[ÉNONCÉ DU PROBLÈME]:
Dans l'extrait sur Raffi, recopiez à l'identique le passage qui commence aux mots « Le fou est son » et s'arrête après les mots « évite tout manichéisme. ».

[EXTRAIT FOURNI]:

● ● ● ● ● ● ●

Editions Bleu autour, 2008

Raffi, de son vrai nom Hakob MéliK Hakobian (1835-1888) est l'un des principaux artisans de la renaissance littéraire arménienne au XIXème siècle. Son oeuvre prolifique, surtout constituée de romans historiques qui regorgent de détails sur les modes de vie, fruits d'une recherche approfondie sur le terrain, a contribué à façonner l'identité et la mémoire arménienne. Un journaliste de La quinzaine littérairel'a qualifié de "Dumas d'Arménie".

Le fou est son roman le plus connu. Ayant pour sous-titre "Conséquences tragiques de la guerre russo-turque de 1877 à 1878 en Arménie", ce roman est paru sous forme de feuilleton dans une revue nationale en 1880. La description des événements et des modes de vie et le reportage journalistique n'enlèvent rien à la qualité romanesque du récit : chapitres courts qui se focalisent sur un événement ou un personnage, puis on passe ensuite à un autre chapitre qui décrit les actions d'un autre personnage au même moment. Les personnages ont une épaisseur psychologique indéniable et Raffi, malgré un Darwinisme social clairement affiché, évite tout manichéisme.

● ● ● ● ● ● ●

[LIGNES DE DONNÉES]:
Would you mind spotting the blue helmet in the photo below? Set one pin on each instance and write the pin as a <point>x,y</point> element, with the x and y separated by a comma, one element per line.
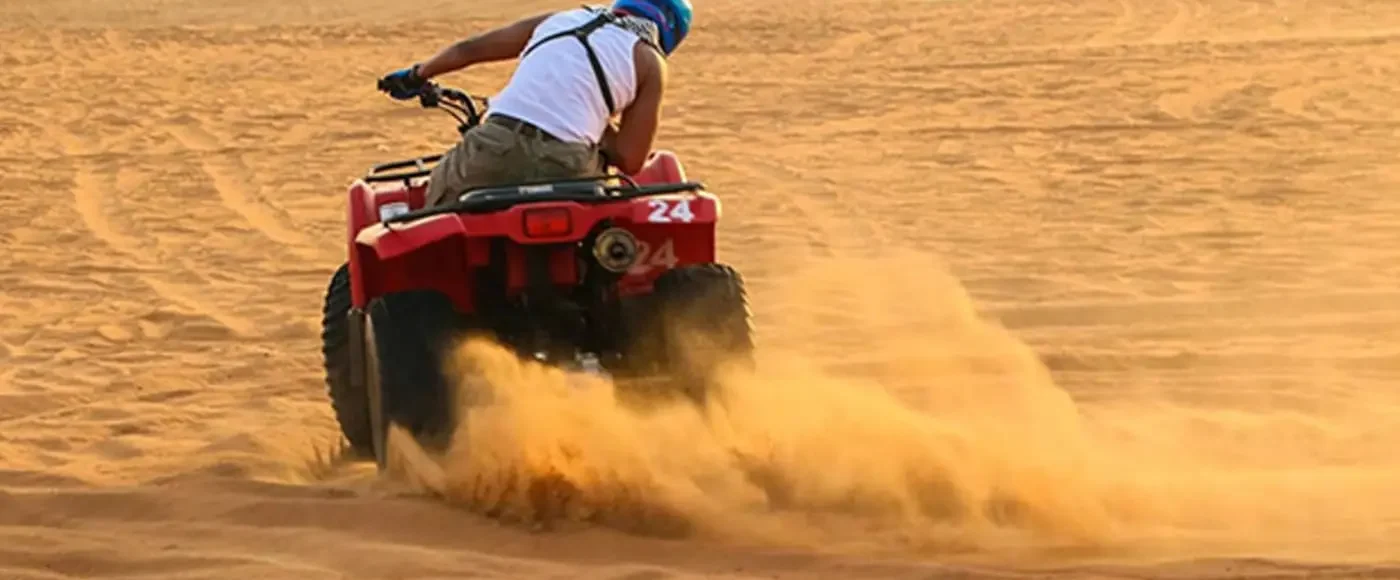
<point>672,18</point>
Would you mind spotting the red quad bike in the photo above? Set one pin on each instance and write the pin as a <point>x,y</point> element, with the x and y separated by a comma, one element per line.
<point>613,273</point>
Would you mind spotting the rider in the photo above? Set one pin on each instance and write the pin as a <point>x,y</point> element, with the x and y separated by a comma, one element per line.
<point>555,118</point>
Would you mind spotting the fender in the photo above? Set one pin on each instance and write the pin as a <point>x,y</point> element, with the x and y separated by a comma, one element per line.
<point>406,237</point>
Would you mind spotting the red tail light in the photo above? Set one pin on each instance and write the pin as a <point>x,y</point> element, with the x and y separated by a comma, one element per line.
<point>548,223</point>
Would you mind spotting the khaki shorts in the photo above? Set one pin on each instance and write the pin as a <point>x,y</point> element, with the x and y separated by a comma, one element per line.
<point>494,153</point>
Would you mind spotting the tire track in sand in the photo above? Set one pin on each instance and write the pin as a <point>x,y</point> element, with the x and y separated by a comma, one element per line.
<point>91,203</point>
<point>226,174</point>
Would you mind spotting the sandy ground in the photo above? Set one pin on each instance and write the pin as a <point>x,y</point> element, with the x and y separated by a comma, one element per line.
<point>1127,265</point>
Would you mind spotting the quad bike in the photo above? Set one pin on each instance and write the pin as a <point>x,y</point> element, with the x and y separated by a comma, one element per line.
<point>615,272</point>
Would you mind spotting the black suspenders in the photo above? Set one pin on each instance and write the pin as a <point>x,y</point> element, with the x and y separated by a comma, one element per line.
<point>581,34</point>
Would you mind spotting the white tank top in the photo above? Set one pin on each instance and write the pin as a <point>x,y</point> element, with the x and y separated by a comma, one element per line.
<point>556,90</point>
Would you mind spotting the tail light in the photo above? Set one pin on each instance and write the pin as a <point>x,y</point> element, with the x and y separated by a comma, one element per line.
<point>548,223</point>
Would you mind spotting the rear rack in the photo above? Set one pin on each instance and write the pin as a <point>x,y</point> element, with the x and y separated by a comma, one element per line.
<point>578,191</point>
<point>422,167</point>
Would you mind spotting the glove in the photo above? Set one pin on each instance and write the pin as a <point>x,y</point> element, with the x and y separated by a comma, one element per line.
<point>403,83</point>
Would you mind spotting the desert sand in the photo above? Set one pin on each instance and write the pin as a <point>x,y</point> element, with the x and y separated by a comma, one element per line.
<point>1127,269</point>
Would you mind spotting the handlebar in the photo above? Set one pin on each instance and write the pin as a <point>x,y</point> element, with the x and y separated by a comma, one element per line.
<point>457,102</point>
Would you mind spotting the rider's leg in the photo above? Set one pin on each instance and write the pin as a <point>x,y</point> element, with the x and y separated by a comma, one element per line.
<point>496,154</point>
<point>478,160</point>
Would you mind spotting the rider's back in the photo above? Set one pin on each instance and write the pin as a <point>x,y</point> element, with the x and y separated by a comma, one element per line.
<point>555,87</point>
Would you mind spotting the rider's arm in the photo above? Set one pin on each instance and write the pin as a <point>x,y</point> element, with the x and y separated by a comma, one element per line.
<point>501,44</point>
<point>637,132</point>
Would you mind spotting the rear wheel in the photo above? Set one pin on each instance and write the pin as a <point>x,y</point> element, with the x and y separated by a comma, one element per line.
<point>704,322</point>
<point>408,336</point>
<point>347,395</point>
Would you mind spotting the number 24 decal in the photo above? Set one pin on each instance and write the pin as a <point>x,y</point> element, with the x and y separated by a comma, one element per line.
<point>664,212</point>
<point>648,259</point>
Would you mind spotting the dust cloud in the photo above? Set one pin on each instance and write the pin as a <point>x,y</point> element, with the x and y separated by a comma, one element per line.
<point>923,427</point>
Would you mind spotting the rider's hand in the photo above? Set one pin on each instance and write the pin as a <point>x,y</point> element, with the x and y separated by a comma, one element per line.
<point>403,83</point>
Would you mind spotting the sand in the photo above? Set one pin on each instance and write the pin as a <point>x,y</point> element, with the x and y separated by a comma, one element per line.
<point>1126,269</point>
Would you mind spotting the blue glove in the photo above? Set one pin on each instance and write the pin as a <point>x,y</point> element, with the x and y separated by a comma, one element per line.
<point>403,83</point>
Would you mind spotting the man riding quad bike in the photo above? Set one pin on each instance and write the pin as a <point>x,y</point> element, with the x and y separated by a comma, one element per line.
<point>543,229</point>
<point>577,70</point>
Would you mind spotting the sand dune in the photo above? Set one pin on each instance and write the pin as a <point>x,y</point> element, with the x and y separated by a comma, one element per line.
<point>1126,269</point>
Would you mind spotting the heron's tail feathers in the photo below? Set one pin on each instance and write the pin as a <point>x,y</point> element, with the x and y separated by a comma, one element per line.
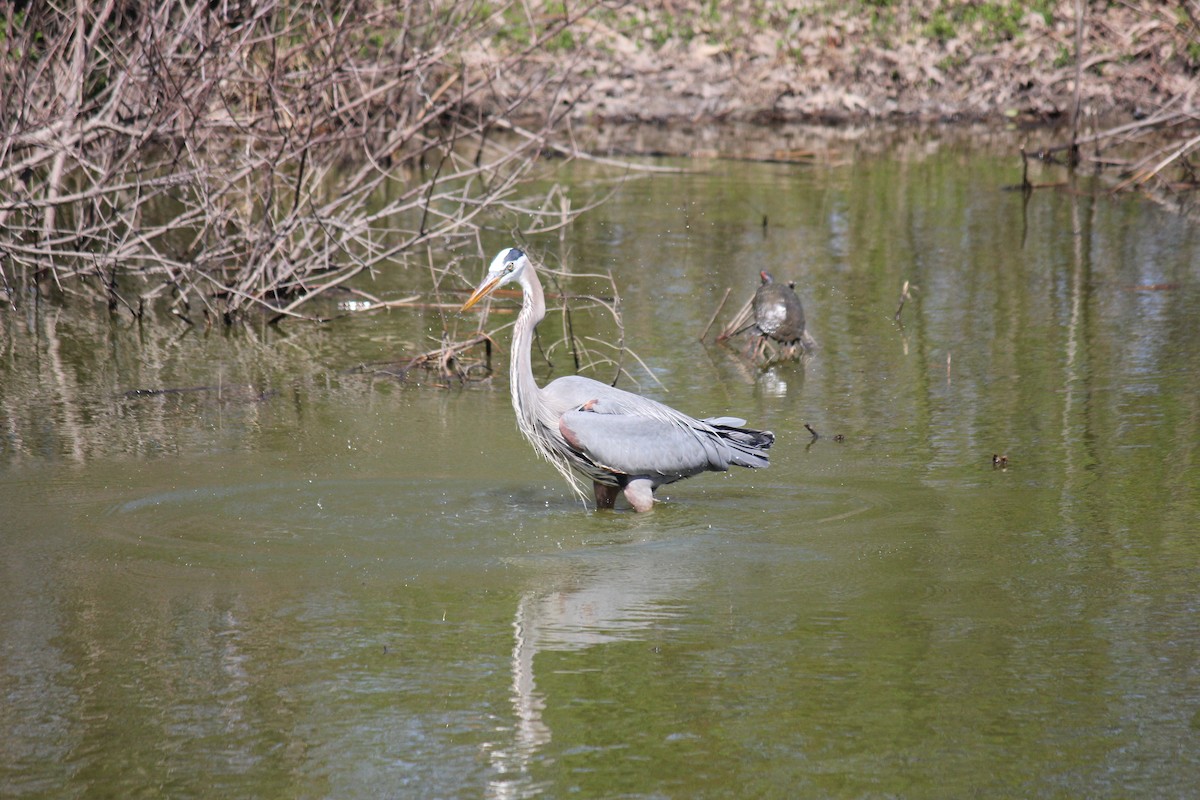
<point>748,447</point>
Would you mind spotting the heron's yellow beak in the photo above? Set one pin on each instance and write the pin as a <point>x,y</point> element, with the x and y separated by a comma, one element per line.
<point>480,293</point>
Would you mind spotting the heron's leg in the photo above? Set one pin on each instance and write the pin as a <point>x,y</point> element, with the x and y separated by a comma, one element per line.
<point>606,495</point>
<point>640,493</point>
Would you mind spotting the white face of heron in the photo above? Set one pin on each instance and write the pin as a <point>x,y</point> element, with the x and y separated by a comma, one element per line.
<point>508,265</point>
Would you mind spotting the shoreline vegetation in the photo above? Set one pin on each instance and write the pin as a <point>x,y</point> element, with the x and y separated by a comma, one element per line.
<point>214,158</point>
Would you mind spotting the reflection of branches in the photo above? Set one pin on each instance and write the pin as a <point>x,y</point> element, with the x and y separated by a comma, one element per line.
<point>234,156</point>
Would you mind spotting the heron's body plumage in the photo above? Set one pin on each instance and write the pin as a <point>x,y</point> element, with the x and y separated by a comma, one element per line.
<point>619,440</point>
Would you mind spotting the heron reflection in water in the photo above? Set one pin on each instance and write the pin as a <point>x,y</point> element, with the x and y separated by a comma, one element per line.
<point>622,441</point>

● ● ● ● ● ● ●

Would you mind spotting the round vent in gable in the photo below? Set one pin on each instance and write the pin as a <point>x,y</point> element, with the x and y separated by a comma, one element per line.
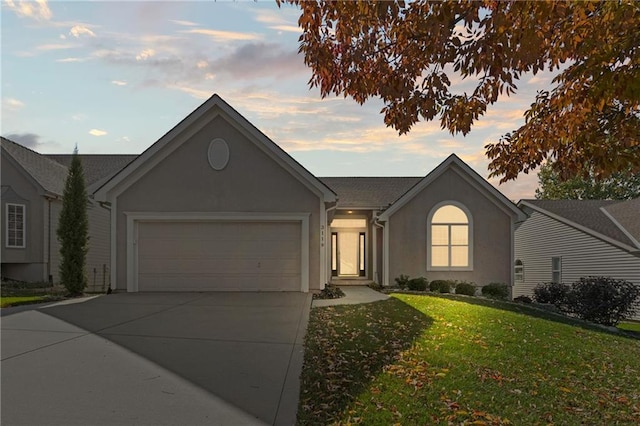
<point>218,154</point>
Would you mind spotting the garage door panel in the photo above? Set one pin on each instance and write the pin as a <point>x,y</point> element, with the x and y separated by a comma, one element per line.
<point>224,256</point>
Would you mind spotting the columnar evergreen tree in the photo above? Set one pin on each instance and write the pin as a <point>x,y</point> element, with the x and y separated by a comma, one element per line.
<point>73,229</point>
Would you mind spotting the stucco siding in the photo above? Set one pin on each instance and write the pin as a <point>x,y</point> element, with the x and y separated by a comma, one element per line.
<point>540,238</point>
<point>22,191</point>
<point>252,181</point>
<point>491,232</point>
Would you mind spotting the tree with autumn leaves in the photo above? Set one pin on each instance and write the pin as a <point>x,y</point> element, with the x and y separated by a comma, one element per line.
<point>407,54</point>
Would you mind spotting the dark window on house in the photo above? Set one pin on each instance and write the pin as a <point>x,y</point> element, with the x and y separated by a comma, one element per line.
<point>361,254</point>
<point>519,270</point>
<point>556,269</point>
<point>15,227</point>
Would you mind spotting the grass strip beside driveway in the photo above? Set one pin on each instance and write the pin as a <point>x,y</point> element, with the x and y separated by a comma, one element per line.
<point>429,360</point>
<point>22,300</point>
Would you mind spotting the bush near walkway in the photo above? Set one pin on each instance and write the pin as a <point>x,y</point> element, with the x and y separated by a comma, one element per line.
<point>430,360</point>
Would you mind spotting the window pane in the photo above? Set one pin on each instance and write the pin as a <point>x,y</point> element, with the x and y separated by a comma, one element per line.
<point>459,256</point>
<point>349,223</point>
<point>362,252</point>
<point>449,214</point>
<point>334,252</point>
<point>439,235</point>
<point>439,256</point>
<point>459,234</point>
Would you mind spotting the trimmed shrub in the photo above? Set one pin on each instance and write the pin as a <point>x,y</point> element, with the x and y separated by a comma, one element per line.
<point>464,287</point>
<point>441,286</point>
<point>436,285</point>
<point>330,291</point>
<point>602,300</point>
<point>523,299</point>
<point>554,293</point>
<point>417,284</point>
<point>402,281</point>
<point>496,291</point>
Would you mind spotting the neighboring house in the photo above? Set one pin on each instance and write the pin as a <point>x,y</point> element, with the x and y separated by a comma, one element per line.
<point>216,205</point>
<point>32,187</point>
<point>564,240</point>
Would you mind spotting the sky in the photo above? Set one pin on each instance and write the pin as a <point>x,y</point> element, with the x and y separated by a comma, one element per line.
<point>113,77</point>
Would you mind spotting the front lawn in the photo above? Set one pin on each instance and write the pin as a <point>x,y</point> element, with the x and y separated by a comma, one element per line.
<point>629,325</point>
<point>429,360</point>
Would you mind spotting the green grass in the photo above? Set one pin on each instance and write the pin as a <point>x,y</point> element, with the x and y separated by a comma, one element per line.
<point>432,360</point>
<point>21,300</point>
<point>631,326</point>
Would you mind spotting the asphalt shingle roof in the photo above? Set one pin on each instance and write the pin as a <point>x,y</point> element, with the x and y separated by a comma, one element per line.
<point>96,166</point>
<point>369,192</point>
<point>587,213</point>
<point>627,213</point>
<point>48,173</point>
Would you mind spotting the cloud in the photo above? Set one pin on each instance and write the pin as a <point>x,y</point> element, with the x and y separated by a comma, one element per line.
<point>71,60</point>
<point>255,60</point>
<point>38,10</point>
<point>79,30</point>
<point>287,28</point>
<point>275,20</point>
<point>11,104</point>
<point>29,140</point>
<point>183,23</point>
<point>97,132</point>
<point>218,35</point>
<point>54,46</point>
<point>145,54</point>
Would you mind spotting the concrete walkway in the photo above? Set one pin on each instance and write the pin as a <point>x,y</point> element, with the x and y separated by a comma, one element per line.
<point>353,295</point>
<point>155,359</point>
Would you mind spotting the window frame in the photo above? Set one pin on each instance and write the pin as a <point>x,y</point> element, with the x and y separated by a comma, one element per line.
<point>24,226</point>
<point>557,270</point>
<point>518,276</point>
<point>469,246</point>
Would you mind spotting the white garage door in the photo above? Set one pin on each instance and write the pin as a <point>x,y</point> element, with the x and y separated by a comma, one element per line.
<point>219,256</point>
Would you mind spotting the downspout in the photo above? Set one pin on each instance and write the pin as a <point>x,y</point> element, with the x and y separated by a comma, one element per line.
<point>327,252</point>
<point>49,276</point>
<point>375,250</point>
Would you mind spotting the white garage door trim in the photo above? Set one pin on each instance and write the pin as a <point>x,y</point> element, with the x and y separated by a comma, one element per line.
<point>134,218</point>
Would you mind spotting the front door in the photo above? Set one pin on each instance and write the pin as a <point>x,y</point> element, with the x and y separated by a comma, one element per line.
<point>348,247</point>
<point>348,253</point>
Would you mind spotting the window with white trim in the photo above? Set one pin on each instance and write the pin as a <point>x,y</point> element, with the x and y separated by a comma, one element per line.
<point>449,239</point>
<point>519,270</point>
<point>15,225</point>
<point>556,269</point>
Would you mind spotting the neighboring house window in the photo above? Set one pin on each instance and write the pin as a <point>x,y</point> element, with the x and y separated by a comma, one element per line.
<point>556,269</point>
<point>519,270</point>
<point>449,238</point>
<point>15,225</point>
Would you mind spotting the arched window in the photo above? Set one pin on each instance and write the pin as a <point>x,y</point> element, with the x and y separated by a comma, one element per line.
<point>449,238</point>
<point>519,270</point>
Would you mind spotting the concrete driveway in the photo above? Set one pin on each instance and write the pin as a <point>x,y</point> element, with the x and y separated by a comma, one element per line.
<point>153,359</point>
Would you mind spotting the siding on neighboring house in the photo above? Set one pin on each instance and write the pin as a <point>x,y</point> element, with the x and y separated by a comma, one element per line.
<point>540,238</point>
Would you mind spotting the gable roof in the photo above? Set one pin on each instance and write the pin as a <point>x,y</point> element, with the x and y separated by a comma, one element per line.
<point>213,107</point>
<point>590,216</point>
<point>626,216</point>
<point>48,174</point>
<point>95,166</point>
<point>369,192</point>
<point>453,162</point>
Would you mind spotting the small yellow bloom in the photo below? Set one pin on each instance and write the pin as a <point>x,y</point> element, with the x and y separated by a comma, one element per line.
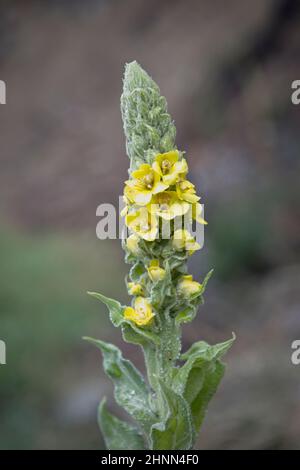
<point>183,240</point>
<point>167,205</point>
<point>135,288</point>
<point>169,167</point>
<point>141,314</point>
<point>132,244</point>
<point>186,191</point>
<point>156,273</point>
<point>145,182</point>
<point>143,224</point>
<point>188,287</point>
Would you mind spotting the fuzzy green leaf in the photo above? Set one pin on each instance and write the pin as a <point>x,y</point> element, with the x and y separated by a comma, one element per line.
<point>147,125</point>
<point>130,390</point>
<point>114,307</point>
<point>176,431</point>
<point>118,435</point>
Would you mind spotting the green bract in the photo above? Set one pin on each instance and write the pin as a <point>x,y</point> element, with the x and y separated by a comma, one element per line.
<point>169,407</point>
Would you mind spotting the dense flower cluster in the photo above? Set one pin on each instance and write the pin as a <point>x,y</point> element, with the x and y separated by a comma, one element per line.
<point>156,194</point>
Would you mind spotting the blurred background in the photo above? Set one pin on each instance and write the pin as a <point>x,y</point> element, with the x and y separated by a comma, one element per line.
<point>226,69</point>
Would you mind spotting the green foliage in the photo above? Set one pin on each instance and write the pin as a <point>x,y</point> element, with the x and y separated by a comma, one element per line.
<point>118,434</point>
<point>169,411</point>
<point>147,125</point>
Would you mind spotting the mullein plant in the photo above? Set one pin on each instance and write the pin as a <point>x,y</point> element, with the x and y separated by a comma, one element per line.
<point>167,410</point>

● ● ● ● ● ● ●

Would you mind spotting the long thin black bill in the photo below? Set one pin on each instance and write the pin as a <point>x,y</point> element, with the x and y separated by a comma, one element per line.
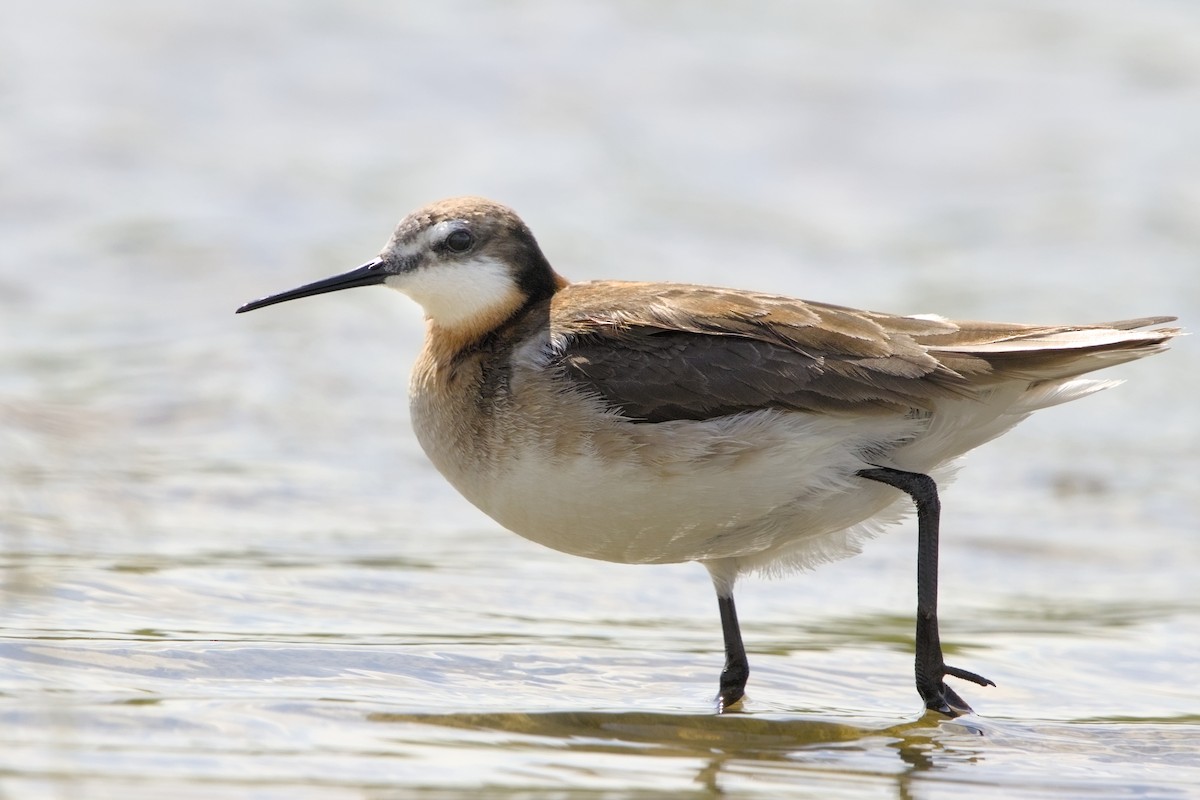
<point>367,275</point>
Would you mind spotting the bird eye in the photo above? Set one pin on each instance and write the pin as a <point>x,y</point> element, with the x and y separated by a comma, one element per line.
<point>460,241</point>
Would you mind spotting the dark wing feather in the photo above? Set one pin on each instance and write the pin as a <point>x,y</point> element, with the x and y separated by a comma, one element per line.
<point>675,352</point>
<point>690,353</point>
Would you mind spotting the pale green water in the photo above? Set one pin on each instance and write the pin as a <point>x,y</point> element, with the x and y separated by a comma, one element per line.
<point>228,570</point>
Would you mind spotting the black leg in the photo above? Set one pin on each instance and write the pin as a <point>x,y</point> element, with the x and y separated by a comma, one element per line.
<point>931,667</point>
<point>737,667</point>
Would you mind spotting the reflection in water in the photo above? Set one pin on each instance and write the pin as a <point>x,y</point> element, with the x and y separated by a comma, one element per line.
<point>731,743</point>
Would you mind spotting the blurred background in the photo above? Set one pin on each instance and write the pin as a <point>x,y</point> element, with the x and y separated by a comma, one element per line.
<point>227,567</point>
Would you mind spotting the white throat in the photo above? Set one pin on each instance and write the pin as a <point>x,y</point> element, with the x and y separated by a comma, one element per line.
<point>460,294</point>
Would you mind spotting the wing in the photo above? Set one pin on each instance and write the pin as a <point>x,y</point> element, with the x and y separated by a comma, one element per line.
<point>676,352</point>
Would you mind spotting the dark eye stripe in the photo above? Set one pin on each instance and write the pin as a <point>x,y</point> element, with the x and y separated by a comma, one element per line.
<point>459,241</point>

● ● ● ● ● ● ●

[RÉPONSE AU PROBLÈME]:
Le fou est son roman le plus connu. Ayant pour sous-titre "Conséquences tragiques de la guerre russo-turque de 1877 à 1878 en Arménie", ce roman est paru sous forme de feuilleton dans une revue nationale en 1880. La description des événements et des modes de vie et le reportage journalistique n'enlèvent rien à la qualité romanesque du récit : chapitres courts qui se focalisent sur un événement ou un personnage, puis on passe ensuite à un autre chapitre qui décrit les actions d'un autre personnage au même moment. Les personnages ont une épaisseur psychologique indéniable et Raffi, malgré un Darwinisme social clairement affiché, évite tout manichéisme.